Goal
Return each line of the records with nothing changed, pictures excepted.

::::::

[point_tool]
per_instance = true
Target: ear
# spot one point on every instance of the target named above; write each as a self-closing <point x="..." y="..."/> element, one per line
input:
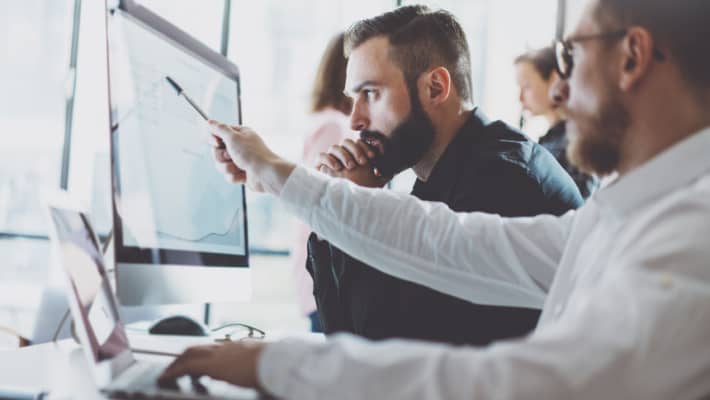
<point x="436" y="86"/>
<point x="637" y="57"/>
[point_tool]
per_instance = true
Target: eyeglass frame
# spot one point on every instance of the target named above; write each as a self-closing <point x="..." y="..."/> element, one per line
<point x="251" y="335"/>
<point x="563" y="49"/>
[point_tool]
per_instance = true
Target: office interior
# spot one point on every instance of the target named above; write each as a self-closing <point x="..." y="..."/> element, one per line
<point x="54" y="118"/>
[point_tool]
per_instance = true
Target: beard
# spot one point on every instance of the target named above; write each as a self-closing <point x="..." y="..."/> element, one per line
<point x="595" y="141"/>
<point x="405" y="146"/>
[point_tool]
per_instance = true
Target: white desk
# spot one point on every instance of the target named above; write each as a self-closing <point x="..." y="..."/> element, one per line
<point x="61" y="369"/>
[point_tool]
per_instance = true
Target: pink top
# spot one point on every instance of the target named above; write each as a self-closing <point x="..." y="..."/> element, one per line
<point x="328" y="127"/>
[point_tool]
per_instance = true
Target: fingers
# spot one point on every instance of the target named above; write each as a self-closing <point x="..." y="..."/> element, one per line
<point x="329" y="161"/>
<point x="343" y="155"/>
<point x="360" y="150"/>
<point x="194" y="361"/>
<point x="222" y="156"/>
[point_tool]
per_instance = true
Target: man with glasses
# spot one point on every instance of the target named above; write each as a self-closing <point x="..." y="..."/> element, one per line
<point x="627" y="314"/>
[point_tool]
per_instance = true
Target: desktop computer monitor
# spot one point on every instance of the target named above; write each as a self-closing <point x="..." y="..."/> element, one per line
<point x="180" y="230"/>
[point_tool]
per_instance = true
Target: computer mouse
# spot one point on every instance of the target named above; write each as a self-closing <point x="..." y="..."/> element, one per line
<point x="178" y="325"/>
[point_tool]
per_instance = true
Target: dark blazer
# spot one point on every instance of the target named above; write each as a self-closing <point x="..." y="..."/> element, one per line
<point x="488" y="167"/>
<point x="555" y="141"/>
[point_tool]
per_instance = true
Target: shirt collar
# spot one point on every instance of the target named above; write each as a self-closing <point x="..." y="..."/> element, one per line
<point x="669" y="171"/>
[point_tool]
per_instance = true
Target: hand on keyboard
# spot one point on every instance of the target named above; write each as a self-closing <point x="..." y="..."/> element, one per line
<point x="233" y="362"/>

::::::

Completed task
[point_tool]
per_instance = true
Target: ear
# spot one point on every instance of the target named above; write each as a self-closing <point x="..." y="..."/> element, one per line
input:
<point x="436" y="86"/>
<point x="637" y="57"/>
[point_tool]
per_instance = true
Target: eyeglass frame
# spot one point on every instance of the target named above; write each as a self-closing <point x="..." y="..."/> element, one per line
<point x="251" y="335"/>
<point x="563" y="49"/>
[point_tool]
per_instance = true
Target: office interior
# spot one point on every instance of the target named above; write each as a self-closing <point x="..." y="..."/> element, one per line
<point x="54" y="118"/>
[point_tool]
per_instance = true
Target: beard
# spot one point on every instance of the target named above; write each as a self-closing <point x="..." y="..."/> element, one per line
<point x="595" y="141"/>
<point x="405" y="146"/>
[point_tool]
per_instance = true
Target: white desk
# spot one point on every instance of the target named above; write each as a self-closing <point x="..." y="..."/> element, one per line
<point x="61" y="369"/>
[point_tool]
per_instance = true
Target: pink top
# spot one point on every instance of the target named above; write each as a self-closing <point x="..." y="..."/> element, one per line
<point x="328" y="127"/>
[point_tool]
per_instance = true
Target: fingers
# spot one point on every instance of the target named above; write each as a self-closing <point x="..." y="..."/> element, one per line
<point x="329" y="161"/>
<point x="343" y="155"/>
<point x="360" y="150"/>
<point x="194" y="361"/>
<point x="222" y="156"/>
[point_tool]
per_instance = true
Target: man with glasses
# spot one point on every instance of the target named above; write each as a self-closing <point x="..." y="..."/> element, one per line
<point x="627" y="314"/>
[point_tool]
per_instance = true
Target: desktop computer monitor
# spot one point on every instance of the target named above; write each as a self-closing <point x="..." y="..."/> element, one per line
<point x="180" y="230"/>
[point_tool]
per_instance = true
Target: computer mouse
# spot one point on every instance of the target named above; write each as a self-closing <point x="..." y="..."/> element, one per line
<point x="178" y="325"/>
[point_tool]
per_instance = true
Target: dark blazer
# spot one point on every instance of the target named above; write each as a self-closing <point x="..." y="..."/> element, one per line
<point x="488" y="167"/>
<point x="555" y="141"/>
[point_tool]
per_instance = true
Target: shirt collar
# spot one point on every instance of the target named above; write each as a self-closing <point x="..." y="..."/> element, one per line
<point x="669" y="171"/>
[point_tool]
per_instance = true
Target: hand on keyboard
# spot one point on every instance of the target named above; write each as a self-closing <point x="..." y="..."/> element, one per line
<point x="233" y="362"/>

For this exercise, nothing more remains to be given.